Problem details ::
Run through the data and copy out every line that mentions the word "sample".

Data records

┌────────

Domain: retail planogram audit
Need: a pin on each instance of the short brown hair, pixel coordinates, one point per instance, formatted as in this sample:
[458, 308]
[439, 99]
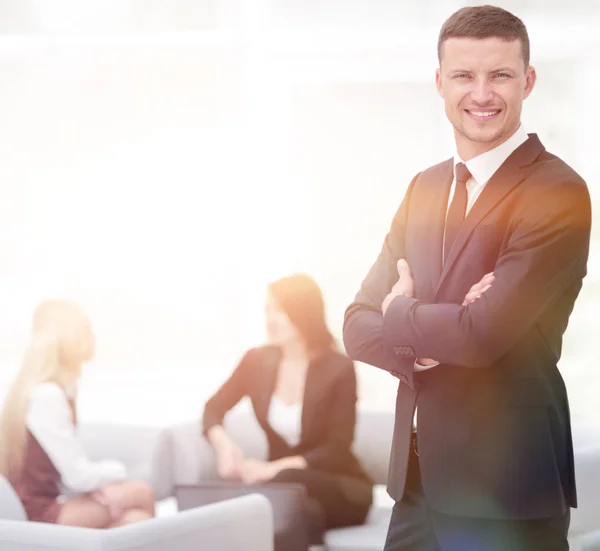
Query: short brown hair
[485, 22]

└────────
┌────────

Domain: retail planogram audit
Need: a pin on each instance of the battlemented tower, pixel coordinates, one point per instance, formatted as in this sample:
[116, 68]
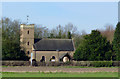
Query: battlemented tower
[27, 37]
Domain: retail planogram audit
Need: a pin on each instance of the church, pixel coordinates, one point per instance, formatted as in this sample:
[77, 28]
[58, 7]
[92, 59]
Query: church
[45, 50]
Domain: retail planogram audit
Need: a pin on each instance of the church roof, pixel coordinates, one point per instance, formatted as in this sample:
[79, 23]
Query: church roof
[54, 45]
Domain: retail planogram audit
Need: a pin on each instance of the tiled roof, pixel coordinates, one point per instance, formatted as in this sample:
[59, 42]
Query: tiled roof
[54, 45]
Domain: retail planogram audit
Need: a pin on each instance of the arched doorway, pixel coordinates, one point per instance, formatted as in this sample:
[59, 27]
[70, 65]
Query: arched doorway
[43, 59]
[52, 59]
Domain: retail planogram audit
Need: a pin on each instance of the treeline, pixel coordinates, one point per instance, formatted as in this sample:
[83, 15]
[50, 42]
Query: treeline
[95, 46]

└────────
┌────────

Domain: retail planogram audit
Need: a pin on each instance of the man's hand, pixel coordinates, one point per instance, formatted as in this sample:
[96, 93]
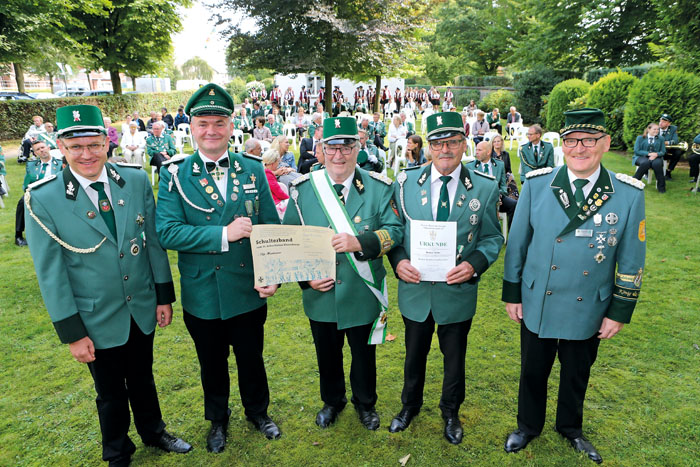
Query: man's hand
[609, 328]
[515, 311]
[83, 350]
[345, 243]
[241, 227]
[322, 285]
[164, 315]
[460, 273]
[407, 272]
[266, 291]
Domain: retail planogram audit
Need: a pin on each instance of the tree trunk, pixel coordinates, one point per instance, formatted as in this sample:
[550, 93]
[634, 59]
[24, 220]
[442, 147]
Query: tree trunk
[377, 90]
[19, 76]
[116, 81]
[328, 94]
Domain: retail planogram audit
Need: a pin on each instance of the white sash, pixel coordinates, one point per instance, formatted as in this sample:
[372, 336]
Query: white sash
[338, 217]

└────────

Answer box ::
Need: a pin on each instance of the short brown hair, pixel coordinates, one point per instance, formatted as in this sample:
Need: a pin on each instance of the battlemented tower, pixel coordinates, one point per instance, formatted as in this sample:
Need: a pin on each instance of the church, pixel coordinates, one point per instance, formatted as in this sample:
Need: a pin on each instance of the church roof, pixel coordinates, one point per instance, formatted as in this sample:
Need: a pin on each instance of the tiled roof, pixel coordinates, one point per instance, formatted as in this sample:
Need: a pin on each instance of the arched doorway, pixel coordinates, one point per instance, formatted as in this sample:
Need: a pin on each instance of the treeline, pixel coordinates, one point per instance, formatted as in this sample:
Need: a pin on each instance of the man's hand, pixel coordinates, one point per instance, formatted as in this sample:
Need: a pin on each instance of the tree trunk, pixel coordinates, one point per instance, formatted as in this sample:
Need: a pin on each instance of the white sash, pixel coordinates, one point per instance, formatted as in this sample:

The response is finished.